• _Written problem_:
Retype all of the entries below line for line without changing anything, and leave out the pictures.

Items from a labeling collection
____

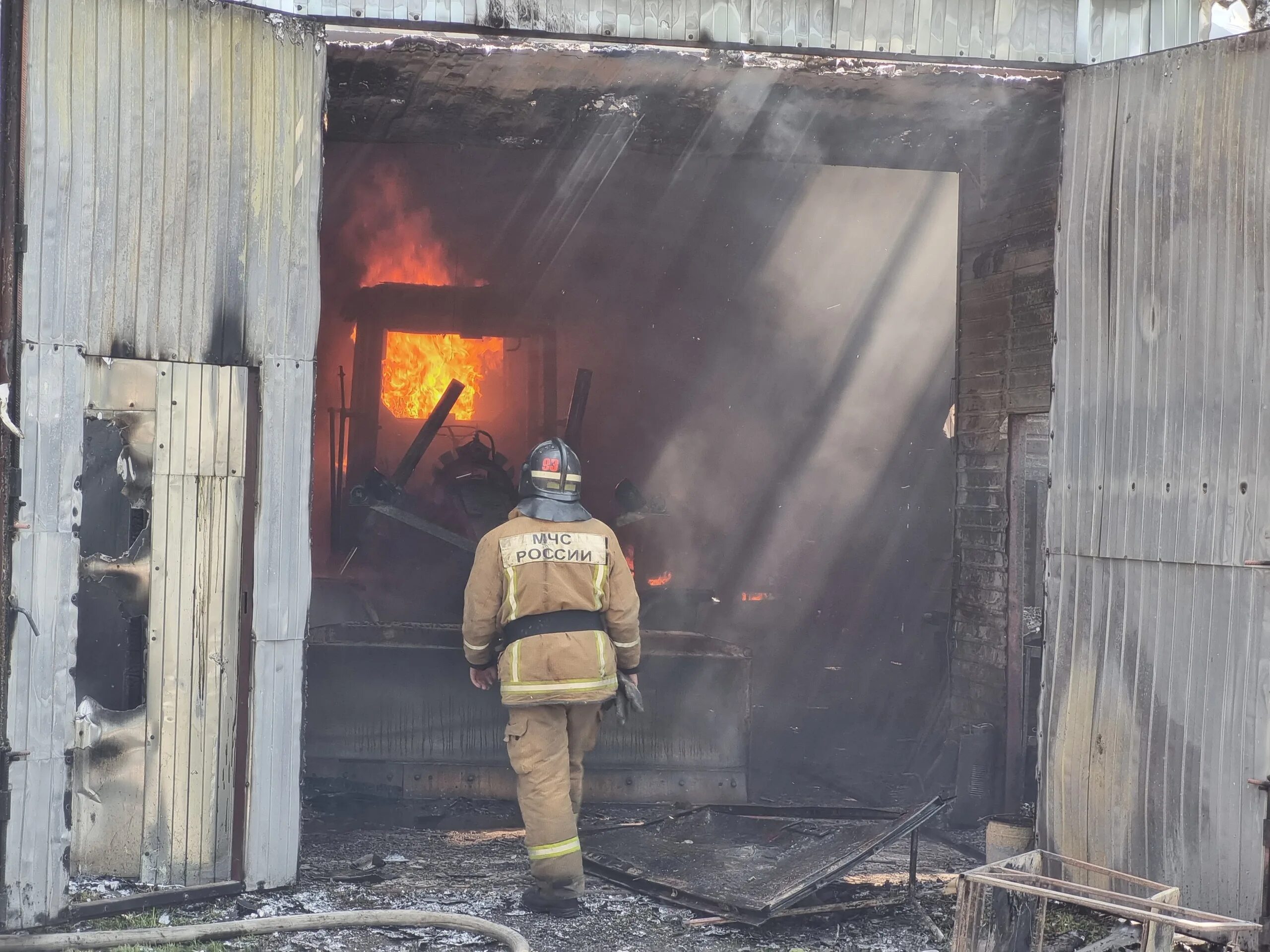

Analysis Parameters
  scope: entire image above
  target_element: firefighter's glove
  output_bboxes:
[613,671,644,723]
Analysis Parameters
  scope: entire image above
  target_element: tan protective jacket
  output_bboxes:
[463,509,640,706]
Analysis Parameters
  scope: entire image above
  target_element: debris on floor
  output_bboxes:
[584,798,948,925]
[49,801,982,952]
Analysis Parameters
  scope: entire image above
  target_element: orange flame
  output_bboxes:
[347,166,475,288]
[381,330,503,420]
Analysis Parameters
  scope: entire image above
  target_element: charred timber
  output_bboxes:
[564,367,590,453]
[348,283,542,338]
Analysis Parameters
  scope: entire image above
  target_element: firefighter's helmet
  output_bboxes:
[519,438,590,522]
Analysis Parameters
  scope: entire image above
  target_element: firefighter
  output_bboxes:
[463,439,640,918]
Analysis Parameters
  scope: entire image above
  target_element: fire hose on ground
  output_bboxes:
[0,909,531,952]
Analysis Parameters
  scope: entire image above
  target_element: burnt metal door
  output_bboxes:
[71,357,248,885]
[1006,414,1049,810]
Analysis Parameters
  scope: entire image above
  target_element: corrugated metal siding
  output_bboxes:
[244,360,314,889]
[6,0,325,927]
[4,344,84,927]
[231,0,1200,63]
[22,0,325,363]
[1039,33,1270,918]
[141,362,248,885]
[244,637,309,889]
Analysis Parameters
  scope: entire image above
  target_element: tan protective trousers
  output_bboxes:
[504,703,599,898]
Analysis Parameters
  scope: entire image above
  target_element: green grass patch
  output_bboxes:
[73,909,259,952]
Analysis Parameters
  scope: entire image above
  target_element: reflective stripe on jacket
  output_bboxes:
[463,510,640,706]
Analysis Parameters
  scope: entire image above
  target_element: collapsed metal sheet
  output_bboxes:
[583,797,950,925]
[305,619,751,803]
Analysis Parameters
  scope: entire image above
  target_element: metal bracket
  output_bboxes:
[9,593,39,642]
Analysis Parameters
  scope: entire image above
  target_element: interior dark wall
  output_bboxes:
[324,33,1059,798]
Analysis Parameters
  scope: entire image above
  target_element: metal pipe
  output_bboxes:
[0,909,531,952]
[392,379,463,489]
[564,367,590,453]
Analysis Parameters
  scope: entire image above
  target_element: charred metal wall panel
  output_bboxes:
[6,0,325,927]
[305,635,751,803]
[1039,33,1270,918]
[226,0,1206,63]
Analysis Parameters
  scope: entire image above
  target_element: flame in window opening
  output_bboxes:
[345,166,485,288]
[381,331,503,420]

____

• _Solution_:
Analysis Parameters
  scope: entire image above
  target_element: firefighter's glove
  output_bboxes:
[613,671,644,723]
Analysis Parameters
  scope: entire image above
  target_element: tan protective jacket
  output_bboxes:
[463,509,640,706]
Analysis Parameters
  scope: entire image above
  target_element: debris on floor
  output_bboxes:
[584,798,948,925]
[49,801,982,952]
Analysis Parameters
  scope: entire image above
  target_element: orange flame
  output_bboxes:
[347,166,475,288]
[381,330,503,420]
Analysis Parameters
  scope: entire image above
  target_element: charred timber
  output_bboxes:
[564,367,590,453]
[348,283,542,338]
Analysis Parameters
  scope: entire image above
  target_element: firefighter's helmet
  output_bboxes:
[519,438,590,522]
Analysis Parameters
  scope: entire image above
  target_element: firefighter
  output_bboxes:
[463,439,640,918]
Analysis Parameters
  scope: entire image above
  target_element: fire hose on ground
  output_bboxes:
[0,909,531,952]
Analysis Parameters
  scope: entire image above
  target_element: burnt metal door
  output_bboxes:
[71,357,248,885]
[1006,414,1049,810]
Analysis Parameters
  scope: entire image above
  target_element: corrugated metal siding
  output_bboxes:
[244,360,314,889]
[6,0,325,927]
[4,344,84,927]
[231,0,1200,63]
[22,0,325,363]
[1039,33,1270,918]
[141,362,248,885]
[244,637,309,889]
Analysis Parameters
  scope: entire image above
  target_element: tan protective trousers
  output_bboxes:
[504,703,599,898]
Analysis Parameters
  scope: entire image above
  target_element: green grass patch
  output_bboxes:
[73,909,259,952]
Analysis Parameters
  scope: entire image above
  target_element: reflective stripe on jacket
  output_bboxes:
[463,510,640,706]
Analysis Parameters
  scope: entire image above
  target_element: collapsed metal sheet
  output_bboxes:
[583,797,950,925]
[305,619,751,803]
Analysis Parameters
  scope: entire image above
  target_element: metal bracket
  output_bboxes:
[9,593,39,642]
Analysis Parameters
  scope: entire image above
  target_element: interior dark wall
  output_bboxes:
[324,33,1059,798]
Analysis Parameters
  scope: entire image above
  target_element: metal pipe
  output_bboxes:
[0,909,531,952]
[392,379,463,489]
[564,367,590,453]
Analysis Parameters
  scope: entire image above
  target_element: charred metal wall panel
  output_bboxes:
[6,0,325,927]
[305,635,751,803]
[1039,33,1270,918]
[226,0,1206,63]
Analysis Parameters
  scope: entire image above
  target_element: flame in window opening
  output_bboxes:
[345,166,485,288]
[381,331,503,420]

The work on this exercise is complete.